◆ **Exercise requirements**
Reproduce verbatim the final portion of the material below, from the line containing "the rear window" through its last line, and nothing else.

|---|

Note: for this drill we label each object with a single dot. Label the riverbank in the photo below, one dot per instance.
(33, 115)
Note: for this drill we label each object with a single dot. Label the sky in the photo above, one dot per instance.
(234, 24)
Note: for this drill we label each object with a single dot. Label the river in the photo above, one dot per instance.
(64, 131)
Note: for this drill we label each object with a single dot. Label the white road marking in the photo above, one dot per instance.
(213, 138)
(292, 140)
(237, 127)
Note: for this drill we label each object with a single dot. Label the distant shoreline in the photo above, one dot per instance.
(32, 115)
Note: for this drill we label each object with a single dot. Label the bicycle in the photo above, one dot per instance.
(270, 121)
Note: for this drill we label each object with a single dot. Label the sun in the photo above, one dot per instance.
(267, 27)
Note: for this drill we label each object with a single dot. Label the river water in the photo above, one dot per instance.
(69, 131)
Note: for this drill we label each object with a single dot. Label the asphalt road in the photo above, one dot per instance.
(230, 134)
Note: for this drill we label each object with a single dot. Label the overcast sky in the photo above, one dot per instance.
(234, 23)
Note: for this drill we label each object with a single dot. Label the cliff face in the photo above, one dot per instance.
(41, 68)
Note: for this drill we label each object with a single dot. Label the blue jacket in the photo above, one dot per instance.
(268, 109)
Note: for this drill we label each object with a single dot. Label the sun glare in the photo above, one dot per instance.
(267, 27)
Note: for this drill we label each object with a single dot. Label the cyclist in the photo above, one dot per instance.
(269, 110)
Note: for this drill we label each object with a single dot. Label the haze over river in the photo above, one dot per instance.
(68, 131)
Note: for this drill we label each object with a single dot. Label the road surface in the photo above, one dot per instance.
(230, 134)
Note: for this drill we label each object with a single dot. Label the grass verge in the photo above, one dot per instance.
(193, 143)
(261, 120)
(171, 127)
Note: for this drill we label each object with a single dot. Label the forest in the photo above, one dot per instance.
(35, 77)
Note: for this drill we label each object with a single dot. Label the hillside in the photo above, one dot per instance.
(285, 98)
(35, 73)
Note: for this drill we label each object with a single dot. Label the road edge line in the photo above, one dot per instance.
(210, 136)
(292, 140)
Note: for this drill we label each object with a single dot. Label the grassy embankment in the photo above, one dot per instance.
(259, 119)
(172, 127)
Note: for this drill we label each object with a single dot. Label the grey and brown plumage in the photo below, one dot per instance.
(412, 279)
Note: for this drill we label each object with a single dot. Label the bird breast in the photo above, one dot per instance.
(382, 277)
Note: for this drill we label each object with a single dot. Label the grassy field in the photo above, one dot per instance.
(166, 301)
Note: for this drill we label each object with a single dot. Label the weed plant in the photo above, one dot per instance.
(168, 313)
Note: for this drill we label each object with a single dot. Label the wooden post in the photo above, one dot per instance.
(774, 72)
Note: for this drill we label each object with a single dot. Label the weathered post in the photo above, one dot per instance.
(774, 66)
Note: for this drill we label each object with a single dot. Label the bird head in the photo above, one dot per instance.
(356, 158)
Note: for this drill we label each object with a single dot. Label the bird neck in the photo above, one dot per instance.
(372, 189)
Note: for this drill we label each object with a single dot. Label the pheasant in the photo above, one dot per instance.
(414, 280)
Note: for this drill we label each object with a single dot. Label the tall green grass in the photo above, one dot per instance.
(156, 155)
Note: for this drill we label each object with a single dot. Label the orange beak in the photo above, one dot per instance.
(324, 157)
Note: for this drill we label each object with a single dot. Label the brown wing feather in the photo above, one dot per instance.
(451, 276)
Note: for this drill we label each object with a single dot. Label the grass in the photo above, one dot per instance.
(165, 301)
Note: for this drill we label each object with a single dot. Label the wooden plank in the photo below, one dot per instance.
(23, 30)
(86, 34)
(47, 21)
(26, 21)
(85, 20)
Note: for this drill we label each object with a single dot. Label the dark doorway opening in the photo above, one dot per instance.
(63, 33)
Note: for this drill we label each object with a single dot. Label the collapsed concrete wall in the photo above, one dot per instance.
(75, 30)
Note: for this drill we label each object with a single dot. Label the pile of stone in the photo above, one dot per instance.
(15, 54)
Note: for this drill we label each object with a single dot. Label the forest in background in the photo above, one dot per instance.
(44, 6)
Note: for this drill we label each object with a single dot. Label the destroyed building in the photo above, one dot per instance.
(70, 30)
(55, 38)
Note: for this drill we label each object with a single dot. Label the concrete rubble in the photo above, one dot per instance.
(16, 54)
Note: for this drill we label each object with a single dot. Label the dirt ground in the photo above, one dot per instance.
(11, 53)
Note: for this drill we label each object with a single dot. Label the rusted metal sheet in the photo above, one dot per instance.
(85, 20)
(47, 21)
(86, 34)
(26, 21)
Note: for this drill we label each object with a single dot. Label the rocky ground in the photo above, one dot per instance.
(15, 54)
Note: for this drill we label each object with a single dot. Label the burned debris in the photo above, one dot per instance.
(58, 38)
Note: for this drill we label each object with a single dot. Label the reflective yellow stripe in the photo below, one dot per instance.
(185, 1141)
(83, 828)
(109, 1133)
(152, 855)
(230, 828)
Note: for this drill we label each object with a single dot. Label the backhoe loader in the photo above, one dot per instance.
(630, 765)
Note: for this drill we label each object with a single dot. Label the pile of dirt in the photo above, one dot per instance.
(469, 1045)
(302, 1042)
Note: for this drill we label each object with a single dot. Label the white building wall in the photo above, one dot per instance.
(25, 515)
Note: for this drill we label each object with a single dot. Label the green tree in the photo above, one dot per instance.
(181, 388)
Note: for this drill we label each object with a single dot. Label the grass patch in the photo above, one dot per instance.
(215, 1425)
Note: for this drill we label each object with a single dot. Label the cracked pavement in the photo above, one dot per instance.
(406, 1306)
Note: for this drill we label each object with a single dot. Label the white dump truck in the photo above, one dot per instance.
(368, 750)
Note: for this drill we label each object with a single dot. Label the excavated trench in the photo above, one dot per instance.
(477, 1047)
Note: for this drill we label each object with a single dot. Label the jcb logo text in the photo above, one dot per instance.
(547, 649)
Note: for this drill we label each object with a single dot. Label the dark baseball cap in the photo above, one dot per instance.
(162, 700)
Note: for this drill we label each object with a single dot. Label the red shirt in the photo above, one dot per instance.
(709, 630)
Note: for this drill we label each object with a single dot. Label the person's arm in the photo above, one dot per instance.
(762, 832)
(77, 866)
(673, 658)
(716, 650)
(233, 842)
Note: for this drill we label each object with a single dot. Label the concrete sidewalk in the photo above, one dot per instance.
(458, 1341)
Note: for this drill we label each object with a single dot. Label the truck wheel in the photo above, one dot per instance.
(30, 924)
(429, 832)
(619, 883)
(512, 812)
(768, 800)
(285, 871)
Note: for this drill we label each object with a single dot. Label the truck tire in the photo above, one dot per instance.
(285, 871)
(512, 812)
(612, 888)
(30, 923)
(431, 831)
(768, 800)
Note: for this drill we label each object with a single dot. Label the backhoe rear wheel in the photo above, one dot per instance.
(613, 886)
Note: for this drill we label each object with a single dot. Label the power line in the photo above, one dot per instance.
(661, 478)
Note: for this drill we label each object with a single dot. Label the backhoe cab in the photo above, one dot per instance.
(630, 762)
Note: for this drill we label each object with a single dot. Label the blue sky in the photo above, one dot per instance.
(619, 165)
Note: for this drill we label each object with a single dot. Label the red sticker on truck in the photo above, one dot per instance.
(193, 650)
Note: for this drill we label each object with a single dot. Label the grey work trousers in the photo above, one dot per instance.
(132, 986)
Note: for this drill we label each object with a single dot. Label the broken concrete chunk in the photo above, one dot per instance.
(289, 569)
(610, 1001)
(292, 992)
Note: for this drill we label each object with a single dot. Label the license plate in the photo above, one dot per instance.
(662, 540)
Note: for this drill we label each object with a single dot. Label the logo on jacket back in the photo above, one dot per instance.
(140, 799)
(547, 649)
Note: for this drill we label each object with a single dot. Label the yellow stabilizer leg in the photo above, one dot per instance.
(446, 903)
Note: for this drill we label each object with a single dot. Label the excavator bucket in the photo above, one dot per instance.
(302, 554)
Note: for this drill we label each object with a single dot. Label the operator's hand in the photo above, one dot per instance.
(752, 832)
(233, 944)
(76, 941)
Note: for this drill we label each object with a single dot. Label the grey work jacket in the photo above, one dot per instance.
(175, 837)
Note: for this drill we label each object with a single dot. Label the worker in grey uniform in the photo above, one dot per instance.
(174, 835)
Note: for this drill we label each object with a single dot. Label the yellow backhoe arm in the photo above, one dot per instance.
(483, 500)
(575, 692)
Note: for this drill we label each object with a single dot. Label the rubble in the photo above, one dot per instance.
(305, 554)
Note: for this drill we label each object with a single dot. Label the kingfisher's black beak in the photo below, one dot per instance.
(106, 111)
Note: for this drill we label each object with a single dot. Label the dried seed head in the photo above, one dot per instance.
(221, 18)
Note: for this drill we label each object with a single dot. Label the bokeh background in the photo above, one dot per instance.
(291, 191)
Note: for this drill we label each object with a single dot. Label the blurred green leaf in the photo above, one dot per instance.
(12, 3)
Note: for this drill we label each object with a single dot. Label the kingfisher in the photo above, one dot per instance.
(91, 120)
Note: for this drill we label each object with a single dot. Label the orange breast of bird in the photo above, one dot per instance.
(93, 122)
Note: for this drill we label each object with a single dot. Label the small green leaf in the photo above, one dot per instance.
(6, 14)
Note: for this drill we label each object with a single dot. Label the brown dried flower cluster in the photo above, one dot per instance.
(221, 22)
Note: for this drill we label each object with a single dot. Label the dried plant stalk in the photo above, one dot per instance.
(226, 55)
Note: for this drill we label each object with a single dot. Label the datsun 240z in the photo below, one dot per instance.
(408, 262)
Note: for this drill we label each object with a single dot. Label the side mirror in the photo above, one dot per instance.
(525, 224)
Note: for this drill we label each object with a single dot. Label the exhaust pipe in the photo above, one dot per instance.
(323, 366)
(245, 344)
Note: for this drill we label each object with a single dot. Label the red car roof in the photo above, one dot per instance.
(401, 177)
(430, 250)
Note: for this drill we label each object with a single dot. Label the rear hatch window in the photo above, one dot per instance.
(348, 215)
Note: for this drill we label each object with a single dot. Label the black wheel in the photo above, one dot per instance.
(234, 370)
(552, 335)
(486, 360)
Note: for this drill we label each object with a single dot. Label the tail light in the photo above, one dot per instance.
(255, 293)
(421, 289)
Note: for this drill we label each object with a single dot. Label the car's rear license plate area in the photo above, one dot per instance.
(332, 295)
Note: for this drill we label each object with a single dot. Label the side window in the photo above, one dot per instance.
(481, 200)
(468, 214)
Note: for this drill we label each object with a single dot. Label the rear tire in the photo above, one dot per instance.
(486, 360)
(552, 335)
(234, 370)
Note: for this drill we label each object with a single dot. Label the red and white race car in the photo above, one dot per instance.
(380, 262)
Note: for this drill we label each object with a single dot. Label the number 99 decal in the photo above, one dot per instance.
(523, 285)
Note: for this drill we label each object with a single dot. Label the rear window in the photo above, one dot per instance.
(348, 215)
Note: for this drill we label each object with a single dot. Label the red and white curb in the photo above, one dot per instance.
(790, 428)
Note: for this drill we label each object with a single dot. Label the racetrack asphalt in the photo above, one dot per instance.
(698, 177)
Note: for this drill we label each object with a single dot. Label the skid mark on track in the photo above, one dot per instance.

|---|

◆ **Task solution**
Note: for this drill we label each object with a single dot. Label the rear window in the photo above, one dot per instance.
(348, 215)
Note: for this drill we label each object with a single dot. Label the red and white curb in the photo above, one dot per instance.
(790, 428)
Note: for this drill we label each object with a single dot. Label the racetrack asphalt in the photo above, one dot per instance.
(698, 177)
Note: for this drill we label each object with a single dot. Label the skid mark on track in the photo above, one dot per instance.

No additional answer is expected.